■ **Exercise**:
Reproduce word for word the part of the rows below that opens with the line containing "the tick leg." and runs through the end of the rows, both ends included. Leave the pictures out of your reply.

[Location annotation dataset excerpts]
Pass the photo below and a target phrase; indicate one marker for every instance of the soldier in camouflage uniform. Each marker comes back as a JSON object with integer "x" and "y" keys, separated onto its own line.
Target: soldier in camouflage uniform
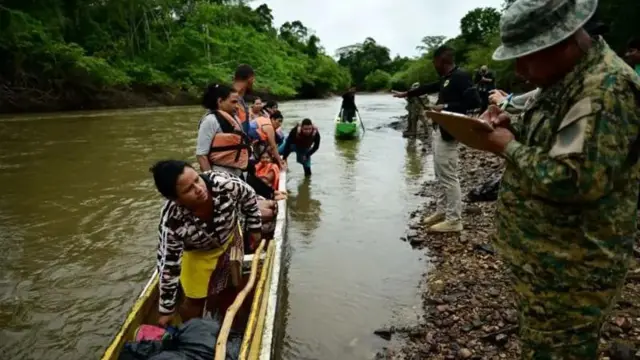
{"x": 415, "y": 110}
{"x": 566, "y": 216}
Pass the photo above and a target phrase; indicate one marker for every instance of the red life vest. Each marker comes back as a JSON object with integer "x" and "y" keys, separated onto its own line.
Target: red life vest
{"x": 304, "y": 141}
{"x": 230, "y": 148}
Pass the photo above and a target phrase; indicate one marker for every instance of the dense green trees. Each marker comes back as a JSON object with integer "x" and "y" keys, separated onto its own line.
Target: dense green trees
{"x": 70, "y": 54}
{"x": 67, "y": 54}
{"x": 479, "y": 37}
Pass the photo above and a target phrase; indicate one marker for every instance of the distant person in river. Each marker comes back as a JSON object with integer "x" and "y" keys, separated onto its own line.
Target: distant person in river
{"x": 349, "y": 107}
{"x": 456, "y": 94}
{"x": 485, "y": 83}
{"x": 304, "y": 140}
{"x": 263, "y": 136}
{"x": 200, "y": 243}
{"x": 221, "y": 144}
{"x": 415, "y": 114}
{"x": 243, "y": 80}
{"x": 633, "y": 54}
{"x": 268, "y": 171}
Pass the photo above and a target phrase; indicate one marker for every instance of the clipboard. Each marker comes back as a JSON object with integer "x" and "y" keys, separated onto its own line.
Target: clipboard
{"x": 467, "y": 130}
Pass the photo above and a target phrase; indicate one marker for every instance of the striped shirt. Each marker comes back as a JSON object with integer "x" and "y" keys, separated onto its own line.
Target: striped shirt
{"x": 180, "y": 230}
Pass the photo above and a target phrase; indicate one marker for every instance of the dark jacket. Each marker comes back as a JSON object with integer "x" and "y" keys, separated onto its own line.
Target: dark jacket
{"x": 309, "y": 144}
{"x": 349, "y": 101}
{"x": 455, "y": 90}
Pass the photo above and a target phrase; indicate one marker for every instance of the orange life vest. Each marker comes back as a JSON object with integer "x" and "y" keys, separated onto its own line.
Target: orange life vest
{"x": 262, "y": 170}
{"x": 230, "y": 148}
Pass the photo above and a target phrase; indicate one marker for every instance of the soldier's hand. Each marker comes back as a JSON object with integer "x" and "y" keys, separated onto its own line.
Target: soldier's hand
{"x": 496, "y": 117}
{"x": 497, "y": 96}
{"x": 437, "y": 108}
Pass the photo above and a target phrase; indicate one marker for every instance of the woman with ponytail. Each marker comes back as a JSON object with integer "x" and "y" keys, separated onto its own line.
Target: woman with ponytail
{"x": 221, "y": 145}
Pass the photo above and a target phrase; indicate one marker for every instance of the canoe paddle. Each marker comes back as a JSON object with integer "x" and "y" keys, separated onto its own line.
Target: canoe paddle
{"x": 361, "y": 123}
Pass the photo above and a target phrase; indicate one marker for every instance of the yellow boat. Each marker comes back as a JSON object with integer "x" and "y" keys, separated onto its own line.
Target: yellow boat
{"x": 265, "y": 272}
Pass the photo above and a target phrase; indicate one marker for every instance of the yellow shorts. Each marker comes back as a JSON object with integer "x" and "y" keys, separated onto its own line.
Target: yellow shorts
{"x": 198, "y": 266}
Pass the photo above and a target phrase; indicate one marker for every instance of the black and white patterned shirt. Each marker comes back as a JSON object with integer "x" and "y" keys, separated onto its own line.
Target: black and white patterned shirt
{"x": 180, "y": 230}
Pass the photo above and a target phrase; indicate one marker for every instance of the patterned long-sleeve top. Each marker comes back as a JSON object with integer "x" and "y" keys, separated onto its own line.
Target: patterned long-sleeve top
{"x": 180, "y": 230}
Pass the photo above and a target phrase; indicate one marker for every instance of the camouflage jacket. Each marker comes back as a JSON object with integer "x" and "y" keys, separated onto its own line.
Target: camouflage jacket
{"x": 414, "y": 107}
{"x": 567, "y": 203}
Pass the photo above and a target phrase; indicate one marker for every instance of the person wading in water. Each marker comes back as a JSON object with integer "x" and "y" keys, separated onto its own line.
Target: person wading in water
{"x": 349, "y": 107}
{"x": 199, "y": 235}
{"x": 243, "y": 80}
{"x": 304, "y": 140}
{"x": 566, "y": 214}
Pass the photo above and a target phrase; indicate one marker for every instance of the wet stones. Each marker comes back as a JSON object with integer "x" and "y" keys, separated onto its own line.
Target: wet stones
{"x": 469, "y": 311}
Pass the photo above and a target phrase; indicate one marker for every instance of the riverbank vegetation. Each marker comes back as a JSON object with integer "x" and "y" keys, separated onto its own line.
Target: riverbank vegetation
{"x": 373, "y": 69}
{"x": 74, "y": 54}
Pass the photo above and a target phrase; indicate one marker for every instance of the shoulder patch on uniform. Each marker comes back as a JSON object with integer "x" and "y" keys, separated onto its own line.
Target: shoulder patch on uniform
{"x": 571, "y": 133}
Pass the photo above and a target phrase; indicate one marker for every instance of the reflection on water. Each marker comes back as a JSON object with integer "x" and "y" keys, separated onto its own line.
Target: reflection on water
{"x": 79, "y": 215}
{"x": 414, "y": 161}
{"x": 303, "y": 209}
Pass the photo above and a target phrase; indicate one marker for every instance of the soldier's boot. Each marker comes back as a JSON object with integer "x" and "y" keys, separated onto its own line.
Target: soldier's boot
{"x": 447, "y": 226}
{"x": 433, "y": 219}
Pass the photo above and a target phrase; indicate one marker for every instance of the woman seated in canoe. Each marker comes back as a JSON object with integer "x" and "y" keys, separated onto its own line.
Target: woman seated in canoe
{"x": 222, "y": 145}
{"x": 263, "y": 136}
{"x": 200, "y": 242}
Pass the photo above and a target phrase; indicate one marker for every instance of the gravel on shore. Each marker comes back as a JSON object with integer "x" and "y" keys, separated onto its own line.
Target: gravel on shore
{"x": 468, "y": 306}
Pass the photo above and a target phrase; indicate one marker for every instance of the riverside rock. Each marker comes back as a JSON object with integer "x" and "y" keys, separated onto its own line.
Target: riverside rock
{"x": 469, "y": 311}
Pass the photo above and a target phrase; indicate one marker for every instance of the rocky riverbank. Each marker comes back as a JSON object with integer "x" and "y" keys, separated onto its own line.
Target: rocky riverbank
{"x": 469, "y": 312}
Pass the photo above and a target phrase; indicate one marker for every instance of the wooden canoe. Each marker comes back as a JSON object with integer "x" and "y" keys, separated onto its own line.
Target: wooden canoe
{"x": 260, "y": 328}
{"x": 347, "y": 130}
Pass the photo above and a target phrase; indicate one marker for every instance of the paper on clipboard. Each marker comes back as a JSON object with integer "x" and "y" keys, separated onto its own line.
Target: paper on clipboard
{"x": 468, "y": 130}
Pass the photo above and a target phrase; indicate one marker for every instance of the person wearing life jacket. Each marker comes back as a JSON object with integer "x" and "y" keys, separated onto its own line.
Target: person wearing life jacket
{"x": 263, "y": 135}
{"x": 268, "y": 171}
{"x": 304, "y": 140}
{"x": 257, "y": 108}
{"x": 221, "y": 145}
{"x": 243, "y": 80}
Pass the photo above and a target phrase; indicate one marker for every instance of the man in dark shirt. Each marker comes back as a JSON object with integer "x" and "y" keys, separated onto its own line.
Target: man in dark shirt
{"x": 456, "y": 94}
{"x": 485, "y": 83}
{"x": 304, "y": 140}
{"x": 349, "y": 107}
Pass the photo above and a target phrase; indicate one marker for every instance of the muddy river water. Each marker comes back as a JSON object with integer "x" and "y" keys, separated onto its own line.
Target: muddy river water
{"x": 78, "y": 219}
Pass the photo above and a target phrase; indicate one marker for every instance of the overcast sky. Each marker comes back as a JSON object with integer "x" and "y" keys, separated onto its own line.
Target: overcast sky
{"x": 396, "y": 24}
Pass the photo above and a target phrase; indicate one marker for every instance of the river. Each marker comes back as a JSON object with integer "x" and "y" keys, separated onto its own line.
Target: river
{"x": 78, "y": 218}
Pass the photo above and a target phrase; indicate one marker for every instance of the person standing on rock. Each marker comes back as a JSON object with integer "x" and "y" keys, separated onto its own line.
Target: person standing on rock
{"x": 456, "y": 94}
{"x": 566, "y": 215}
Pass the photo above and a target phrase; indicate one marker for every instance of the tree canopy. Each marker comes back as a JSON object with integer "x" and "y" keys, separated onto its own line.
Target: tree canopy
{"x": 71, "y": 54}
{"x": 68, "y": 52}
{"x": 479, "y": 37}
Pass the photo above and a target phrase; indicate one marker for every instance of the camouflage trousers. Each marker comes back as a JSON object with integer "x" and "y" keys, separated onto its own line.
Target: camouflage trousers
{"x": 560, "y": 319}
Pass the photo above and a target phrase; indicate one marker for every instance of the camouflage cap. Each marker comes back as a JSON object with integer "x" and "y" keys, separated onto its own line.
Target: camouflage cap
{"x": 529, "y": 26}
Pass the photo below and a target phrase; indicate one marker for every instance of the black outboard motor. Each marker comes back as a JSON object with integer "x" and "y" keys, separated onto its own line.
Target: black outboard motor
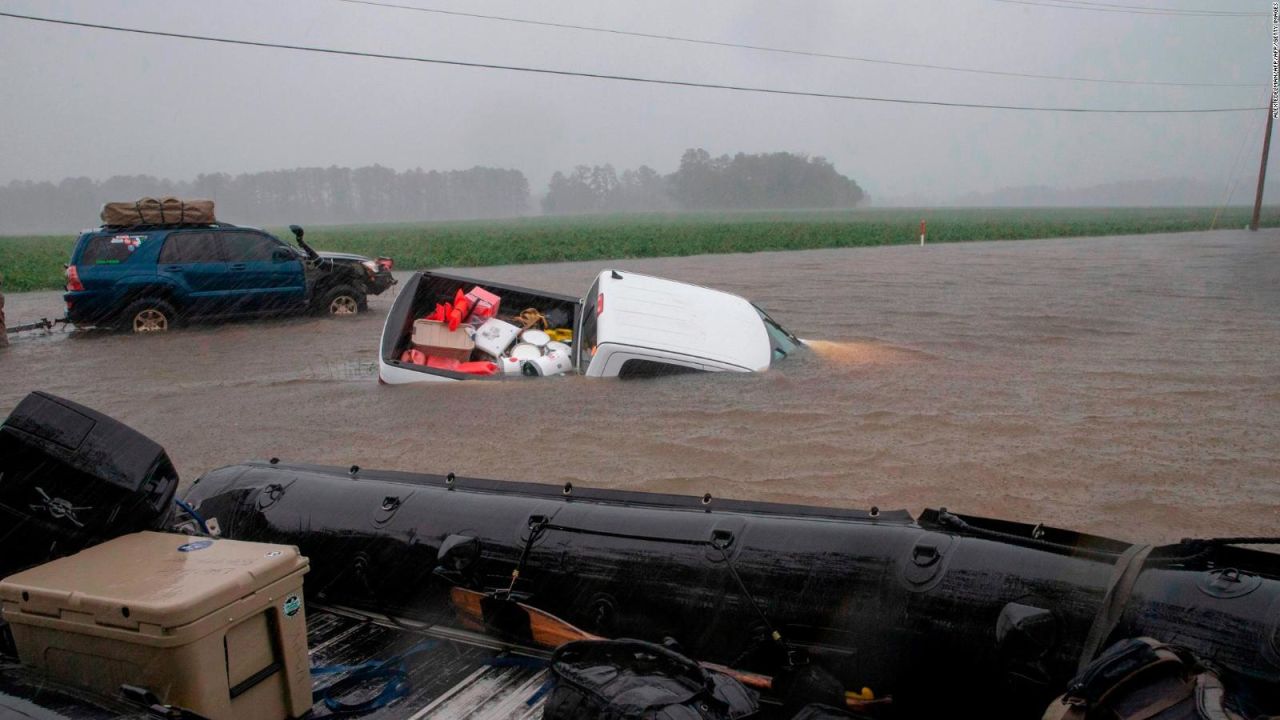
{"x": 71, "y": 478}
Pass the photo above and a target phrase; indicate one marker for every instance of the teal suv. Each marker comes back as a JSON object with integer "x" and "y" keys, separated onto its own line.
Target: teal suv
{"x": 147, "y": 278}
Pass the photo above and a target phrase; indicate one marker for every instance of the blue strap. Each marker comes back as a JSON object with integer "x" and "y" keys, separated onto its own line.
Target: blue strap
{"x": 393, "y": 670}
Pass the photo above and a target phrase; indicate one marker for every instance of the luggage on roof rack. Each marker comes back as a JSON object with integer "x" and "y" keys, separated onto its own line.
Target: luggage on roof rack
{"x": 159, "y": 212}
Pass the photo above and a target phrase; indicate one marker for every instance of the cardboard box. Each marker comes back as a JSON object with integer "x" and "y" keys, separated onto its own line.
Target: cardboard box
{"x": 213, "y": 625}
{"x": 483, "y": 302}
{"x": 435, "y": 338}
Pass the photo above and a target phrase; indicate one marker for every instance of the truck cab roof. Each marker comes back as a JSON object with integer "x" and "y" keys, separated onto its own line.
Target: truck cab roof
{"x": 679, "y": 318}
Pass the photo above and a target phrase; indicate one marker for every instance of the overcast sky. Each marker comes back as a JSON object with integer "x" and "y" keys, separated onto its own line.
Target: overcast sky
{"x": 78, "y": 101}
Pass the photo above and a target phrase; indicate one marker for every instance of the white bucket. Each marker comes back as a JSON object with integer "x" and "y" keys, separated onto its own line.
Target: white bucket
{"x": 511, "y": 365}
{"x": 496, "y": 336}
{"x": 549, "y": 364}
{"x": 525, "y": 351}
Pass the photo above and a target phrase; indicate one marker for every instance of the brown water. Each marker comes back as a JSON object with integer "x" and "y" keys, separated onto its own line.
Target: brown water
{"x": 1125, "y": 386}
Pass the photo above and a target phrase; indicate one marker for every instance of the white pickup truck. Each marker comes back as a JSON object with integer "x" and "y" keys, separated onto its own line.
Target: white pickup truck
{"x": 627, "y": 326}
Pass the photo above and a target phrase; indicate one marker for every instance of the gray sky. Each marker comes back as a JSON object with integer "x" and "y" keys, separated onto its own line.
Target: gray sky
{"x": 91, "y": 103}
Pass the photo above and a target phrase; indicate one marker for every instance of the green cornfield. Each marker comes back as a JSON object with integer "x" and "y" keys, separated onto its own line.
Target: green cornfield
{"x": 36, "y": 263}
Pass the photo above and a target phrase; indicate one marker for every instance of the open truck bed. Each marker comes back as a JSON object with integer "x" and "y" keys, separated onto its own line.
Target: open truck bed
{"x": 626, "y": 326}
{"x": 449, "y": 674}
{"x": 420, "y": 295}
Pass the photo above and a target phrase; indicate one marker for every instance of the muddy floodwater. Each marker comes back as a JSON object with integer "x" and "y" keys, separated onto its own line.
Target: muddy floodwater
{"x": 1125, "y": 386}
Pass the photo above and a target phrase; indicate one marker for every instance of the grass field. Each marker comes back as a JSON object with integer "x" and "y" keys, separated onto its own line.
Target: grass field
{"x": 36, "y": 263}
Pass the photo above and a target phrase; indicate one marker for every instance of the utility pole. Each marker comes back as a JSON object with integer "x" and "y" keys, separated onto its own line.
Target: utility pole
{"x": 1262, "y": 171}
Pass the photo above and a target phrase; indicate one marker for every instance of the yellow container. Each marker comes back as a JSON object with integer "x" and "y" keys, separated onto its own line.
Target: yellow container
{"x": 213, "y": 625}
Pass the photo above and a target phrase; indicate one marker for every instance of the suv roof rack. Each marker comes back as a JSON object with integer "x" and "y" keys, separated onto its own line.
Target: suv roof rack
{"x": 164, "y": 227}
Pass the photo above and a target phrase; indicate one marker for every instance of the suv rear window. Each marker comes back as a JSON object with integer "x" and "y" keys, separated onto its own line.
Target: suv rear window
{"x": 110, "y": 249}
{"x": 247, "y": 246}
{"x": 186, "y": 247}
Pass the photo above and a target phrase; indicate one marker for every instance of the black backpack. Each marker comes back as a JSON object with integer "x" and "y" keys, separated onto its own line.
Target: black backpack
{"x": 639, "y": 680}
{"x": 1143, "y": 679}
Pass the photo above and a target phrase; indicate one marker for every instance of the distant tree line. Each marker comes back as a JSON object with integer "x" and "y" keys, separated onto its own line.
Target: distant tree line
{"x": 379, "y": 195}
{"x": 305, "y": 195}
{"x": 767, "y": 181}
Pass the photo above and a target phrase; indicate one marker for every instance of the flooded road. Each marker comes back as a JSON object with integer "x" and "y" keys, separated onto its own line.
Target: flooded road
{"x": 1125, "y": 386}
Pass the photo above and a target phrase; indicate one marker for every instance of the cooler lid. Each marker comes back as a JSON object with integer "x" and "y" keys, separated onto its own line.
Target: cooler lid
{"x": 156, "y": 578}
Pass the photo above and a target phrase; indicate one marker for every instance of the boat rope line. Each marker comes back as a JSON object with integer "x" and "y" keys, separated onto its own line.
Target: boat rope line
{"x": 632, "y": 78}
{"x": 1124, "y": 575}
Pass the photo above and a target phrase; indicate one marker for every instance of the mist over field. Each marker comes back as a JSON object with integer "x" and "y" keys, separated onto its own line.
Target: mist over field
{"x": 292, "y": 136}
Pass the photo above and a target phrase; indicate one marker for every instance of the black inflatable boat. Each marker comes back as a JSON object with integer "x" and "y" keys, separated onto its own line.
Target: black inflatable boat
{"x": 942, "y": 613}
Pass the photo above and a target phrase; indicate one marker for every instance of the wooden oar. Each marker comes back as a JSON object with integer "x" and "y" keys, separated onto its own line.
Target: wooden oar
{"x": 552, "y": 632}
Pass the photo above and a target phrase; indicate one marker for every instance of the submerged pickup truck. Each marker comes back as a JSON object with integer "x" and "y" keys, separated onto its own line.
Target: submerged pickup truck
{"x": 626, "y": 326}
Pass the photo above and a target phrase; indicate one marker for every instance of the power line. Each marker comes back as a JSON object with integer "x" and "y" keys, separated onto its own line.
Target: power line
{"x": 1134, "y": 9}
{"x": 785, "y": 50}
{"x": 625, "y": 78}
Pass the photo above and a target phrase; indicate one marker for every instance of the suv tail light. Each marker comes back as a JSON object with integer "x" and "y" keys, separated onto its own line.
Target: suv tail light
{"x": 73, "y": 279}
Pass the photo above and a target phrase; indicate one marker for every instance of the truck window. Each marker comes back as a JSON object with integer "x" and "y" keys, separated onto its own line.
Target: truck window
{"x": 110, "y": 250}
{"x": 636, "y": 368}
{"x": 781, "y": 342}
{"x": 584, "y": 341}
{"x": 247, "y": 246}
{"x": 187, "y": 247}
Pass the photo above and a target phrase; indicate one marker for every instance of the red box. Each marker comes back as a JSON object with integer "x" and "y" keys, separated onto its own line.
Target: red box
{"x": 483, "y": 302}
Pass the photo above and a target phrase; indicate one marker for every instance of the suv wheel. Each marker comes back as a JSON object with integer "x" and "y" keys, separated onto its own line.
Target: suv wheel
{"x": 341, "y": 301}
{"x": 149, "y": 317}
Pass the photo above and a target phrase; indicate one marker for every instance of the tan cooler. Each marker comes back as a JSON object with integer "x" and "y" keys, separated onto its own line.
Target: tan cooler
{"x": 213, "y": 625}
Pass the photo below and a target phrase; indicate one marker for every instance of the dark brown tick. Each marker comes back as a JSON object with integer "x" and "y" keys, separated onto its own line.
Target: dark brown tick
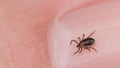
{"x": 85, "y": 43}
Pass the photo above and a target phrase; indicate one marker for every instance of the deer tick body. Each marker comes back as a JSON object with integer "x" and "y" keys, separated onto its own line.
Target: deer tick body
{"x": 85, "y": 43}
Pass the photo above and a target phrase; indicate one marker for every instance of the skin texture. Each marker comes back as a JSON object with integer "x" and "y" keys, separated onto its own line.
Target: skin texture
{"x": 102, "y": 17}
{"x": 36, "y": 33}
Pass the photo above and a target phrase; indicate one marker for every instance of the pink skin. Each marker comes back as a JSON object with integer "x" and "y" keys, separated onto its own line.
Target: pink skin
{"x": 36, "y": 33}
{"x": 102, "y": 17}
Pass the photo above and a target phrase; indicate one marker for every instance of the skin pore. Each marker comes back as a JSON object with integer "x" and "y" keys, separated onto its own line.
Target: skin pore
{"x": 25, "y": 26}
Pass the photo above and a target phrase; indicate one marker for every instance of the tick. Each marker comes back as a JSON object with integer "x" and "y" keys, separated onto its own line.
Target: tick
{"x": 85, "y": 43}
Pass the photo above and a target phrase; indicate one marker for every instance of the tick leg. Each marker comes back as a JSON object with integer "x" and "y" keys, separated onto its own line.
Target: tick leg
{"x": 91, "y": 33}
{"x": 73, "y": 41}
{"x": 93, "y": 48}
{"x": 87, "y": 48}
{"x": 77, "y": 51}
{"x": 83, "y": 36}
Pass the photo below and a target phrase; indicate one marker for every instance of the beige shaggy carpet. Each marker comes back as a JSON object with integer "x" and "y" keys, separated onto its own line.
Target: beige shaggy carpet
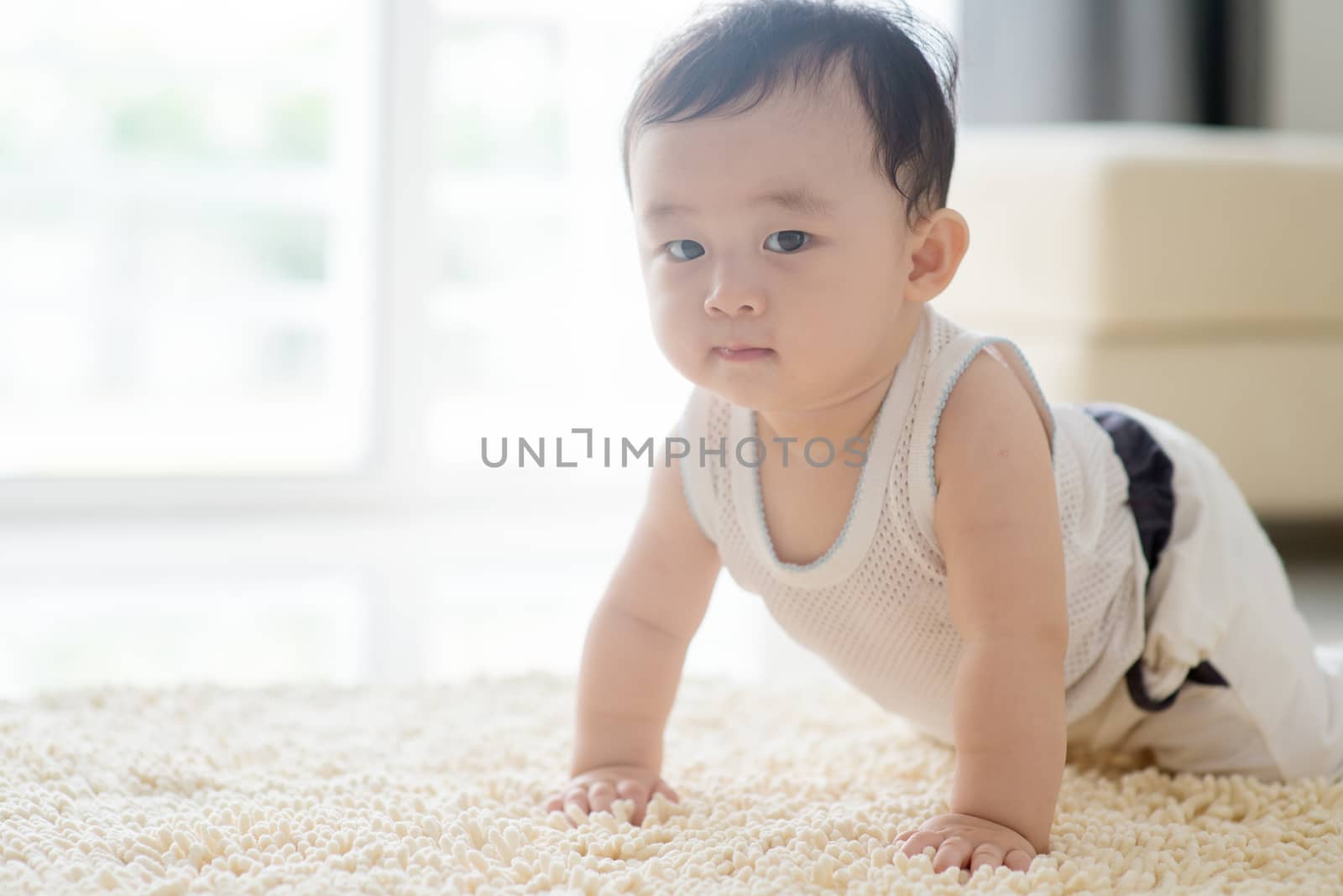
{"x": 438, "y": 789}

■ **Solution to this exercise**:
Pass the photo above and a target phrase; indicate one marker for every instance of the tick leg. Each marker comes back as a JSON object with integer "x" and "y" keys, separated onto its own line.
Target: tick leg
{"x": 91, "y": 33}
{"x": 73, "y": 41}
{"x": 93, "y": 48}
{"x": 87, "y": 48}
{"x": 77, "y": 51}
{"x": 83, "y": 36}
Pass the photo below and a target phrase; indicate one marker for every instance of the beige shaggy carpet. Each marker comes back as a JSON object with integer "x" and "y" keys, separated onto its own line.
Target: beige shaggy carpet
{"x": 438, "y": 789}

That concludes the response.